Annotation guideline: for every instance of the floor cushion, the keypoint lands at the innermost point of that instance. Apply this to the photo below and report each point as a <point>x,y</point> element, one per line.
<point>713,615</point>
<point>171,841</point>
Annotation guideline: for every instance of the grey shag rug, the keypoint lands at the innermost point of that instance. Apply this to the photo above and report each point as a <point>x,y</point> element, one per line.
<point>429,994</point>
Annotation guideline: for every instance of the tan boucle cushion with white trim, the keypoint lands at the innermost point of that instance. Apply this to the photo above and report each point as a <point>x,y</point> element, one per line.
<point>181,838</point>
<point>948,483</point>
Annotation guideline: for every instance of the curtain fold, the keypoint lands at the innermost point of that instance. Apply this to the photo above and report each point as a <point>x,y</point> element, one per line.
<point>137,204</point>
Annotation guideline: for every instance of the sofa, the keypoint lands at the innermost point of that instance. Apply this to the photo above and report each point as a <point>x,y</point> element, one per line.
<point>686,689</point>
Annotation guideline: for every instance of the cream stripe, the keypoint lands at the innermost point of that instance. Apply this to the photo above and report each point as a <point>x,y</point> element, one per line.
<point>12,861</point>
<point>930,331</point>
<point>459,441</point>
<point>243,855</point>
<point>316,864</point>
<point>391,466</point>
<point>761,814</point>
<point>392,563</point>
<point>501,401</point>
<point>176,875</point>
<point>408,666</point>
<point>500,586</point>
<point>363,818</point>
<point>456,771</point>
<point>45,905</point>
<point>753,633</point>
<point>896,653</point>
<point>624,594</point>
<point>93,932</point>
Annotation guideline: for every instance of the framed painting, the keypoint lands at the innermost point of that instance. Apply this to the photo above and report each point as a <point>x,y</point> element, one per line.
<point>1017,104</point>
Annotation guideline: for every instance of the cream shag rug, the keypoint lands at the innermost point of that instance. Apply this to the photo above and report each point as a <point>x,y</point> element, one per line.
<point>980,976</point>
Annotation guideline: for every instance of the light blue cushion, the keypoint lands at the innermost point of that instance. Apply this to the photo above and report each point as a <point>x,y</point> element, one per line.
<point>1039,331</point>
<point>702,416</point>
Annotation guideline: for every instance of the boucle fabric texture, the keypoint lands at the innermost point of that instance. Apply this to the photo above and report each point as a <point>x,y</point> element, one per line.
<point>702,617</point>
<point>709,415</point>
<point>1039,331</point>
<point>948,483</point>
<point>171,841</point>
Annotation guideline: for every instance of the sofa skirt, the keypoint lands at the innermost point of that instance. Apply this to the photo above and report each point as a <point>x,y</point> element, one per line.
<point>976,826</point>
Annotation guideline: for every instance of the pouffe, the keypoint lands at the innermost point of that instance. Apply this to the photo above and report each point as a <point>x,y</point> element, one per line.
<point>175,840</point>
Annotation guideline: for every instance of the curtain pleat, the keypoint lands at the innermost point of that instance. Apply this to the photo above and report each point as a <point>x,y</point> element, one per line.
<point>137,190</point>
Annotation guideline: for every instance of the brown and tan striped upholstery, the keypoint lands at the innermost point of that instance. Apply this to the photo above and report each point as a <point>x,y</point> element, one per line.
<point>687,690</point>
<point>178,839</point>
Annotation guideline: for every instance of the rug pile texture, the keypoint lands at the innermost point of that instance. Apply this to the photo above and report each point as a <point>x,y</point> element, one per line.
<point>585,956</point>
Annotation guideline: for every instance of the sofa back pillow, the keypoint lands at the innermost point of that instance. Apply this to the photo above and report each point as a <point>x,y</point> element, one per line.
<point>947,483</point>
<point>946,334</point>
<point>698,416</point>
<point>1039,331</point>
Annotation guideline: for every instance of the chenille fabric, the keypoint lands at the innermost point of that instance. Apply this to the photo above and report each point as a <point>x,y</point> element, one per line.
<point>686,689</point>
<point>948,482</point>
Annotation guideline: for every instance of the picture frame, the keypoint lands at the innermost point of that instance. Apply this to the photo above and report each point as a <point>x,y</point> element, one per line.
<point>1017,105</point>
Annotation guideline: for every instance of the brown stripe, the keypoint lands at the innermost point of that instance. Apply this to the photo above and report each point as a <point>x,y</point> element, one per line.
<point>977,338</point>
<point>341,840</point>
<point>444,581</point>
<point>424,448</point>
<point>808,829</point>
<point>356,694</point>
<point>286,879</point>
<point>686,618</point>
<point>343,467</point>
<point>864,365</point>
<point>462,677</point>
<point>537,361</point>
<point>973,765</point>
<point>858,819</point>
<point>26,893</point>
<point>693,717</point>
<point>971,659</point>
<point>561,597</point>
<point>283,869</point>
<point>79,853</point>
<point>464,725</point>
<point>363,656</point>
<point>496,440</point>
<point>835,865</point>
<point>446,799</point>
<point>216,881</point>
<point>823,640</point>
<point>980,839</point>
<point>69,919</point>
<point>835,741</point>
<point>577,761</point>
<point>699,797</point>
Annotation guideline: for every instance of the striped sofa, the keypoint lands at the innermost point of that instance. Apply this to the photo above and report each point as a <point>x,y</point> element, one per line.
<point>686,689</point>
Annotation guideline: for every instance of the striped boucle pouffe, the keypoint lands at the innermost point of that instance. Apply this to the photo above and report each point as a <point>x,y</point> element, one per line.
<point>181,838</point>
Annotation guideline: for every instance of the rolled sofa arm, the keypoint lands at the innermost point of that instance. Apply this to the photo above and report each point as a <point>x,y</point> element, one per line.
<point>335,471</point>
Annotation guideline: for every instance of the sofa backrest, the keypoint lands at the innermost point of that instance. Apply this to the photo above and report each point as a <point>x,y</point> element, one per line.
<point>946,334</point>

ACTIVITY =
Copy out the data in full, exactly.

ANSWER TO THIS PROBLEM =
Annotation guideline: for every instance of the floor cushion, the keypoint lands at the innermost point of that instance. Apply this to the photo below and report each point as a <point>x,y</point> element, one per line.
<point>713,615</point>
<point>171,841</point>
Annotation guideline: for every instance of the grey shag rug, the keypoint lands at the innermost point of that instance. Apply this to the photo above and report each point as a <point>x,y</point> element, one per line.
<point>429,994</point>
Annotation guideline: for every instance of the tan boucle cushion with white trim, the keypoint lands at the innermost point of that instance. Apply this to the photo above and report each point as a <point>x,y</point> element, one per line.
<point>181,838</point>
<point>948,483</point>
Annotation guideline: for every instance of the curtain fold, the keypoint lands at the innermost point of that instance. Apply this to the photo above and report each point as a <point>x,y</point> element, one per line.
<point>137,204</point>
Annotation guideline: for every instance of the sofa, the keypoint lands at the innermost point of that instance. Apply this to the photo above and report each point as a <point>x,y</point> element, one per line.
<point>686,689</point>
Annotation guideline: for every instance of the cream stripe, the keypoint lands at the innermost point of that instance. Apply this to the photo above and report each point as a <point>x,y</point> element, one per line.
<point>12,861</point>
<point>930,331</point>
<point>459,441</point>
<point>243,855</point>
<point>316,864</point>
<point>391,466</point>
<point>761,814</point>
<point>392,563</point>
<point>501,401</point>
<point>176,875</point>
<point>408,666</point>
<point>500,586</point>
<point>363,818</point>
<point>456,771</point>
<point>45,905</point>
<point>753,633</point>
<point>896,653</point>
<point>624,594</point>
<point>93,932</point>
Annotation guideline: for every instance of the framed painting, the keypoint lands at the innermost point of that instance. Apply this to the photo above and report each point as a <point>x,y</point> element, one per line.
<point>1017,104</point>
Annotation guideline: for every instance of the cream shag rug, the keypoint lands at the innermost point of that instance. Apply this to the photo above and report each point as a <point>x,y</point> element, one per line.
<point>980,976</point>
Annotation guideline: for every instance of the light blue cushion, the keypoint lands at the innermost point of that instance. Apply this to the photo above and report each point as a <point>x,y</point> element, one per line.
<point>1039,331</point>
<point>702,416</point>
Annotation guideline: for every instance of the boucle fabric texture, the keypoint lands at the innermost point of that instance. Apply this to the photo above and report each point as a <point>x,y</point> element, one per line.
<point>702,617</point>
<point>709,415</point>
<point>1039,331</point>
<point>948,483</point>
<point>171,841</point>
Annotation guideline: for every instance of the sofa skirt, the keypoint lands at the innermost point of that instance. Apply this to the photo above and report each point as a <point>x,y</point> element, one per line.
<point>976,826</point>
Annotation guideline: for every instance of the pouffe, the keypoint lands at the innermost point of that instance. Apply this to the photo above and report each point as a <point>x,y</point> element, one per line.
<point>175,840</point>
Annotation guideline: for every instance of the curtain pleat, the keypoint lands at the innermost point of that instance. Apply this to the photo above and report each point as a <point>x,y</point> element, one per line.
<point>137,190</point>
Annotation guideline: for every instance of the brown and tan striped upholstery, the keypoint lands at the innermost point of that instance. Apply this to the photo above and report each point as a <point>x,y</point> element, one per line.
<point>687,690</point>
<point>178,839</point>
Annotation guideline: for every instance of the rug pile texture, the keypoint lands at the innermost point of that instance. Apply this to the photo above and report each point as a <point>x,y</point> element, one per line.
<point>585,956</point>
Annotation guideline: for every instance of the sofa back pillow, the keypoint lands at the innermost point of that instance. Apply this to the photo above and report each point as a <point>x,y</point> element, one per line.
<point>947,483</point>
<point>946,334</point>
<point>698,416</point>
<point>1039,331</point>
Annotation guideline: for every instance of the chenille fabric, the keypoint lands at the innermost point of that instance. Apply this to the photo above and report each point as a <point>x,y</point> element, one per line.
<point>686,689</point>
<point>948,482</point>
Annotation guideline: for every instance of the picture frame, the keypoint lands at the innermost point of that instance. Apply this to the photo above and report each point as a <point>x,y</point> element, one per line.
<point>1017,105</point>
Annotation guideline: for every instance of the brown stripe, the keypoint lands at the innermost point of that instance. Apply this to the photo above and report each point as a <point>x,y</point> element, one per line.
<point>977,338</point>
<point>341,840</point>
<point>444,581</point>
<point>424,448</point>
<point>808,829</point>
<point>356,694</point>
<point>286,879</point>
<point>686,618</point>
<point>343,467</point>
<point>864,365</point>
<point>462,677</point>
<point>537,361</point>
<point>973,765</point>
<point>858,819</point>
<point>26,893</point>
<point>693,717</point>
<point>971,659</point>
<point>561,597</point>
<point>283,869</point>
<point>79,853</point>
<point>464,725</point>
<point>363,656</point>
<point>496,440</point>
<point>835,865</point>
<point>446,799</point>
<point>216,881</point>
<point>823,640</point>
<point>980,839</point>
<point>69,919</point>
<point>835,741</point>
<point>577,761</point>
<point>699,797</point>
Annotation guideline: for every instance of the striped sofa, the keypoint lands at the innermost point of that instance. Apply this to the photo above and report each point as a <point>x,y</point> element, one per line.
<point>686,689</point>
Annotation guideline: for every instance of the striped boucle pouffe, the keypoint lands at the innermost point of that instance. Apply this to the photo above and report each point as a <point>x,y</point> element, one per line.
<point>181,838</point>
Annotation guideline: for every instance of the rolled sofa arm, the keypoint lands at the innermost point of that instance. Apply this to the photo above and report each point as a <point>x,y</point> element, one per line.
<point>335,471</point>
Annotation guideline: for every instance of the sofa backrest, the keypoint lands at the innermost point of that instance. Apply this to the photo above and report each point as a <point>x,y</point> element, one per line.
<point>946,334</point>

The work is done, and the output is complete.